[Your instructions]
In the items below, convert everything from the line containing "[trace] every instance of the distant" down to the line containing "POLYGON ((355 58, 346", both ends included, into a JSON list of strings, one string per line, leaving out blank lines.

[Extracted data entries]
━━━━━━

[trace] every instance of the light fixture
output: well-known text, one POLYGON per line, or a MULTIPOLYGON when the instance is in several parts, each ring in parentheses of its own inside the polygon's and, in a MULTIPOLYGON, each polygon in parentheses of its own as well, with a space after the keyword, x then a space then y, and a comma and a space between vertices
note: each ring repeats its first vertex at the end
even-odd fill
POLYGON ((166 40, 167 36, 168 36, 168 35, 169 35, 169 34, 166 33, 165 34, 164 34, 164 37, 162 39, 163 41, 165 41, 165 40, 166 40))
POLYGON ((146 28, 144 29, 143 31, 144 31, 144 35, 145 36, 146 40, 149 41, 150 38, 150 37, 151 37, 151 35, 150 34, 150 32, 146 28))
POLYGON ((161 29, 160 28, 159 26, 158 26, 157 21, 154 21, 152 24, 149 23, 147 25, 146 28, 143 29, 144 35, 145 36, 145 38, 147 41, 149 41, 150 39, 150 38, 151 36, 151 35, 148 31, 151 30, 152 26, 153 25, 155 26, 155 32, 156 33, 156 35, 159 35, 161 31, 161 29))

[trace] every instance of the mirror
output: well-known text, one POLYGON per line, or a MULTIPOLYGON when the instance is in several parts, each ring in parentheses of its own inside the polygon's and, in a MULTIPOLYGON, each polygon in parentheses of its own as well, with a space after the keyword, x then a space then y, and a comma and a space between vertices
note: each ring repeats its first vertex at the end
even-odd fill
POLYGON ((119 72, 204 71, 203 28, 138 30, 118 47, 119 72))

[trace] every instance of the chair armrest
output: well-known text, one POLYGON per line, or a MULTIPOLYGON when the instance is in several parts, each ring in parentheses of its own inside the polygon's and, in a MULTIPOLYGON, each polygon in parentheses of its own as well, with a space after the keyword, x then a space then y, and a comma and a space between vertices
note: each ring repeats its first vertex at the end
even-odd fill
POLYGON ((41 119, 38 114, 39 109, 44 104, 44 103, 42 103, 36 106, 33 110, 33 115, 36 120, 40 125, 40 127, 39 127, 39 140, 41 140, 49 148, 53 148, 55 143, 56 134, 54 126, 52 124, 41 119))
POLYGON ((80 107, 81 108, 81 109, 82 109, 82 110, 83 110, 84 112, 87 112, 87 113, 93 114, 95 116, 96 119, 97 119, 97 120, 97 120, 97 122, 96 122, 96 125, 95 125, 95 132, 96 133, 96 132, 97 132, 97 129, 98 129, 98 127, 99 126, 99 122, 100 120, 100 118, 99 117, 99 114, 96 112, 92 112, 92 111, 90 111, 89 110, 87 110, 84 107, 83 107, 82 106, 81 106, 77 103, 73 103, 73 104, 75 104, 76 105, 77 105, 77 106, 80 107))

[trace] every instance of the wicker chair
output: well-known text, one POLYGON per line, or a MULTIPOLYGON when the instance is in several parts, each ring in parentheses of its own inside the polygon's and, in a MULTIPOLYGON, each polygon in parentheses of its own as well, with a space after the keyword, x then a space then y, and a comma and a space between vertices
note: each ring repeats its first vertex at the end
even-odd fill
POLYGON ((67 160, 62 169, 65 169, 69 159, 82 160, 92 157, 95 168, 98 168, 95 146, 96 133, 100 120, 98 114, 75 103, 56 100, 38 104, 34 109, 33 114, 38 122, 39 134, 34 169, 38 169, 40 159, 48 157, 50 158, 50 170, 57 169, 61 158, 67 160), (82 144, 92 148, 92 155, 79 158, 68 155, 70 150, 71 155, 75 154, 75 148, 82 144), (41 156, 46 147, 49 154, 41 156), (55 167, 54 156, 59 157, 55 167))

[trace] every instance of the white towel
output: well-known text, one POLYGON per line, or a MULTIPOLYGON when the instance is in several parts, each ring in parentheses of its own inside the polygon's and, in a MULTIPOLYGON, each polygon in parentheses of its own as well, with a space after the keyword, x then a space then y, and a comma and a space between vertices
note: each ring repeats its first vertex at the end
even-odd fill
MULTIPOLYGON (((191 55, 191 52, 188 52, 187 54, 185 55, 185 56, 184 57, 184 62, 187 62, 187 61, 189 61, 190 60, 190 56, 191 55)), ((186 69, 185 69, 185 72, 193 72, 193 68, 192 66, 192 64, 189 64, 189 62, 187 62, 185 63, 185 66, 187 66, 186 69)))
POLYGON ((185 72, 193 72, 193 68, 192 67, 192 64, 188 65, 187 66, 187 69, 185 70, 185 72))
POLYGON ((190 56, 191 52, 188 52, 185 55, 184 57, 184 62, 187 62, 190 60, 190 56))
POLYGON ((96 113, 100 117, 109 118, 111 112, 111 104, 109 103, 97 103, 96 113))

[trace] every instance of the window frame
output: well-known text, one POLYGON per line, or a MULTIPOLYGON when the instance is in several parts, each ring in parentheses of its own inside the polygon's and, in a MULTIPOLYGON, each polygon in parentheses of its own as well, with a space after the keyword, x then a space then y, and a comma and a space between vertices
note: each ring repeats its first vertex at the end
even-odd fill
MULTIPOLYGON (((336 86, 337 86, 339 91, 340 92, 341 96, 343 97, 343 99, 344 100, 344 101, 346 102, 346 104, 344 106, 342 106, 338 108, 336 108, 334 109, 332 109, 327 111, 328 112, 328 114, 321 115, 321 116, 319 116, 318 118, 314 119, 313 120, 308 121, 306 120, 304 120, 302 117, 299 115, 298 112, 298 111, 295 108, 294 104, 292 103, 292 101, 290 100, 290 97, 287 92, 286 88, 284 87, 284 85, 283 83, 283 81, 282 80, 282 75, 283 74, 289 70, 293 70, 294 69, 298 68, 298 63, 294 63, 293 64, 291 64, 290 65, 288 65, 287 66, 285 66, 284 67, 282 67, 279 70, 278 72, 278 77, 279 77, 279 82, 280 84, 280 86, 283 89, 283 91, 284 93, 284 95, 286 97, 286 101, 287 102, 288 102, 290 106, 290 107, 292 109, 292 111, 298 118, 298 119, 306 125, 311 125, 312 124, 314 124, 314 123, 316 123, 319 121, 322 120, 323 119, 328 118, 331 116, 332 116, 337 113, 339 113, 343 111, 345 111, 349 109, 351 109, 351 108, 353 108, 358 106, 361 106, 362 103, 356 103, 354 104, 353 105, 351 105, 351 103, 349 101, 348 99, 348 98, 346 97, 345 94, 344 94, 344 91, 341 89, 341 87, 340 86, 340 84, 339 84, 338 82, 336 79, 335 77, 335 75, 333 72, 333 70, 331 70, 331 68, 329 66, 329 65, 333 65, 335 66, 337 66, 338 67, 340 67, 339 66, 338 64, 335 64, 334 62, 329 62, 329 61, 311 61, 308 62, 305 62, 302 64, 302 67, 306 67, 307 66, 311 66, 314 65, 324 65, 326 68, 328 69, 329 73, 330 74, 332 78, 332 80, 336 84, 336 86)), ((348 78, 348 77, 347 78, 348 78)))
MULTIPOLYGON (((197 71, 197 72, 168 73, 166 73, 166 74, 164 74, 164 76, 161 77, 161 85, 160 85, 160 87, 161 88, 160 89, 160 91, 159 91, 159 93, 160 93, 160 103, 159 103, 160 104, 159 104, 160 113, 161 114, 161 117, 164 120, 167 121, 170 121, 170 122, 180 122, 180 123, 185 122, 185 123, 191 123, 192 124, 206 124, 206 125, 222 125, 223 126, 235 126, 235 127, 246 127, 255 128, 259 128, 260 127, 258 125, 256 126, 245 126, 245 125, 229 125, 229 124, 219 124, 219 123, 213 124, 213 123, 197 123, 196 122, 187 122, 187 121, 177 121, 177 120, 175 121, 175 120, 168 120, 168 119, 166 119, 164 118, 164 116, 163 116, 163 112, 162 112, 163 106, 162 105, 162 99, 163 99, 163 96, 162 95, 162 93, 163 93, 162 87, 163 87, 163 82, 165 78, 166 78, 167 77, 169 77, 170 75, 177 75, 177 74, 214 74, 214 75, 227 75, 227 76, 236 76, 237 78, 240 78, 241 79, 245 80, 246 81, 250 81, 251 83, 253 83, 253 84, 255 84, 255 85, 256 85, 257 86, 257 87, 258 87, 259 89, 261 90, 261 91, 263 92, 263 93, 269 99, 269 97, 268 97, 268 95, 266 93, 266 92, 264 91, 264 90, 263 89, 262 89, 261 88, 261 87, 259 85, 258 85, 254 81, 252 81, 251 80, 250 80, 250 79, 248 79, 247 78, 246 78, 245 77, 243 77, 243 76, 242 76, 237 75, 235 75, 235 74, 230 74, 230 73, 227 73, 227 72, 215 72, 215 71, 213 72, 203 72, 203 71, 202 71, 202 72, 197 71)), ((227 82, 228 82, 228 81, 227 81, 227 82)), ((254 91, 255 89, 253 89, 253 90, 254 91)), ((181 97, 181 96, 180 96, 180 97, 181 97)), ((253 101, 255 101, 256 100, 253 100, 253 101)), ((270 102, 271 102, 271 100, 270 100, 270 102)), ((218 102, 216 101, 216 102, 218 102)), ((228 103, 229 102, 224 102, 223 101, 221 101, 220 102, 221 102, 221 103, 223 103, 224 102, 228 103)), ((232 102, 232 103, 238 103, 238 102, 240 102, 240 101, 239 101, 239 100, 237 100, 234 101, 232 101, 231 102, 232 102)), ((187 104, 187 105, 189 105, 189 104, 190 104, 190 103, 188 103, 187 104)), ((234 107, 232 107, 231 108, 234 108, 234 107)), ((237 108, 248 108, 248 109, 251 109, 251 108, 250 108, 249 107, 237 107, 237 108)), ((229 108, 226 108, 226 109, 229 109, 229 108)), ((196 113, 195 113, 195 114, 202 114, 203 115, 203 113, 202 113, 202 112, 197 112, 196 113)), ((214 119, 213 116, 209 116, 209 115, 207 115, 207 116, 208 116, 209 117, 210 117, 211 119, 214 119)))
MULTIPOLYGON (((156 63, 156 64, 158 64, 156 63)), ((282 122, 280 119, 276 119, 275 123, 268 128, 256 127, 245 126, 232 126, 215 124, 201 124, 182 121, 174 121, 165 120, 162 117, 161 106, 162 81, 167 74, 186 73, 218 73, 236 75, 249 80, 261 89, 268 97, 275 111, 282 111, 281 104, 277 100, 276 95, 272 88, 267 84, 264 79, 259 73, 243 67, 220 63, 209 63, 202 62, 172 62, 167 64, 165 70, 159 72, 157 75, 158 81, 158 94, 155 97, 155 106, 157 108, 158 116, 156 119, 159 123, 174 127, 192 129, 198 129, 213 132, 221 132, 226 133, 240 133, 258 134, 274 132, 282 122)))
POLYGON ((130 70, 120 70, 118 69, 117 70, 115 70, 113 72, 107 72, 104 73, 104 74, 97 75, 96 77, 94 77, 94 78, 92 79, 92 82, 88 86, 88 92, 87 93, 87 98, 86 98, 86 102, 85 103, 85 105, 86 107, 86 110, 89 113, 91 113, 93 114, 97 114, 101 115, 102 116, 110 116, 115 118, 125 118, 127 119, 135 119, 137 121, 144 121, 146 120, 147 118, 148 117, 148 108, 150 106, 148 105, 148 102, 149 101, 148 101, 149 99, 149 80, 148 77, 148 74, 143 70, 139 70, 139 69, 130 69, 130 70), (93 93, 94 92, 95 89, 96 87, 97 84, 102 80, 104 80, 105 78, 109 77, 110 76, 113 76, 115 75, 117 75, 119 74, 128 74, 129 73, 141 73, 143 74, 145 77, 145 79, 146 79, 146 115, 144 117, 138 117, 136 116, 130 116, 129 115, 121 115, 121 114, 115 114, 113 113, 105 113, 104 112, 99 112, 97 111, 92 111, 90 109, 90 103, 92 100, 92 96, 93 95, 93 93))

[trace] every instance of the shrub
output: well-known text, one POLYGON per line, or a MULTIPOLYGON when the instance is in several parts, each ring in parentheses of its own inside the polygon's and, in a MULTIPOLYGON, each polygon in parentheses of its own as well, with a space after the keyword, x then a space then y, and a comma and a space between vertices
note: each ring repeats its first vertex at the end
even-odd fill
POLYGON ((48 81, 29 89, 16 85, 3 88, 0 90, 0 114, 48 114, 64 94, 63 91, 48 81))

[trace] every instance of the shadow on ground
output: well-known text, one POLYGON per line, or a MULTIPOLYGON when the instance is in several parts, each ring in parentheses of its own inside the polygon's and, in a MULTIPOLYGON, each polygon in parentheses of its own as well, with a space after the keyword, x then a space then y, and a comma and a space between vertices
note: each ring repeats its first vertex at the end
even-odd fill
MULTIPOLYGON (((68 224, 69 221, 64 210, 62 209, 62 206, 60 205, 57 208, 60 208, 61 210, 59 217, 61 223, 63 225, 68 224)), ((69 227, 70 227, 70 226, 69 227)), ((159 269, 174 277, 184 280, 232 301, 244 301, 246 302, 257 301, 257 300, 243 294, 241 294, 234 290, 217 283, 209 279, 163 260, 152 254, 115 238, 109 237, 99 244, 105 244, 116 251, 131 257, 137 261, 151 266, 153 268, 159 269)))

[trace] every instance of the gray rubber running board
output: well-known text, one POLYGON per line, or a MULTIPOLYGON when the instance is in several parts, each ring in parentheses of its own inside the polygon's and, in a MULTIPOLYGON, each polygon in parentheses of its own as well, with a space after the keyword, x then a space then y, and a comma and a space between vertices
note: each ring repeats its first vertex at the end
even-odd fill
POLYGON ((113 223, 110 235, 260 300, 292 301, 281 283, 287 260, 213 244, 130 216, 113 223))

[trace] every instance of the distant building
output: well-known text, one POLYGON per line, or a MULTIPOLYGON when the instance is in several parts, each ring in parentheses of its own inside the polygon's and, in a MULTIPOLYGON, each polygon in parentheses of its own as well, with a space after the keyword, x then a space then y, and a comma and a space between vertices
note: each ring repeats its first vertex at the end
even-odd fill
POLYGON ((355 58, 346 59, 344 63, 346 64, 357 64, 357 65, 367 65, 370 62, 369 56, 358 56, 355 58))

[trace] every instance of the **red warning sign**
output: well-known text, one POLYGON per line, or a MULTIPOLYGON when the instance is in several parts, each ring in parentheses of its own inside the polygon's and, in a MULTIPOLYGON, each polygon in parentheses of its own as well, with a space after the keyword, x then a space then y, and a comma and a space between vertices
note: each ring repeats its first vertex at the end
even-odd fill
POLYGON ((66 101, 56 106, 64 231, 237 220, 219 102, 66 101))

━━━━━━

[Result for this task]
[
  "[trace] every instance of the distant building",
  "output: well-known text, one POLYGON per line, or a MULTIPOLYGON when the instance is in several parts, each ring in parentheses of its own inside the polygon's and, in a MULTIPOLYGON, each polygon in parentheses of its own as well, with a space after the keyword, x then a space then y, and a comma and a space between vertices",
  "note: each ring repeats its first vertex at the end",
  "even-odd fill",
  "POLYGON ((355 58, 346 59, 344 63, 346 64, 357 64, 357 65, 367 65, 370 62, 369 56, 358 56, 355 58))"
]